Passage to read:

┌──

3. BLM advances solar permitting

The Bureau of Land Management has approved a new solar project in Yuma County, Arizona, after a temporary halt on permitting. The move “appears to be the first utility-scale solar facility on federal acreage approved by the Trump administration,” my colleague Jael Holzman writes in The Fight. The BLM additionally released a draft environmental review of a separate solar project, also in Arizona.

As Jael notes, “The fact BLM is willing to admit other solar projects could advance later on is significant after the sputtering seen in the earliest days of the Trump administration.” Her caveat, however, is that it’s unclear if this means solar permitting is a beneficiary of the president’s “energy dominance” agenda, or if “at any moment, a news cycle or disgruntled legislator could steal the president’s ear and make him angry at solar power.”

└──

Data provided:
┌──

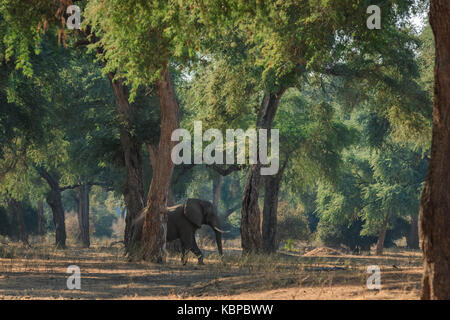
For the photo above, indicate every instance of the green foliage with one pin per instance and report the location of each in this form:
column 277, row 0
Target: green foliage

└──

Written instruction 1: List every passage that the solar permitting text places in quotation marks.
Written instruction 2: Carry on the solar permitting text from its last sentence.

Task answer 1:
1. “appears to be the first utility-scale solar facility on federal acreage approved by the Trump administration,”
2. “The fact BLM is willing to admit other solar projects could advance later on is significant after the sputtering seen in the earliest days of the Trump administration.”
3. “energy dominance”
4. “at any moment, a news cycle or disgruntled legislator could steal the president’s ear and make him angry at solar power.”

Task answer 2:
4. Swiss Re estimates there’s a 1-in-10 chance insured losses in the U.S. will pass $300 billion in 2025

A view of Punta Gorda, Florida, in 2024 after Hurricane Milton.Joe Raedle/Getty Images

The major reinsurance company Swiss Re has released a lengthy report about the upward trend of insured losses in the United States. Among its findings:

  • Insured losses from natural catastrophes are expected to approach $145 billion in 2025, up from $137 billion in 2024.
  • Swiss Re’s modeling also predicts that the U.S. faces a one in 10 chance of total insured losses reaching $300 billion or more this year.
  • The U.S. accounted for nearly 80% of global insured losses caused by natural disasters last year (most of those were in Florida, Texas, California, Louisiana, and Colorado).
  • If you’re looking for a place to live, Swiss Re observes a strong correlation between catastrophe losses per policy and homeowner insurance prices at the state level. Louisiana and Florida have the highest average insurance costs; “Utah, Oregon, Nevada, and Idaho have lowest insurance prices, partly because of lowest recorded natural catastrophe losses.”

Read more of Swiss Re’s findings in the report here.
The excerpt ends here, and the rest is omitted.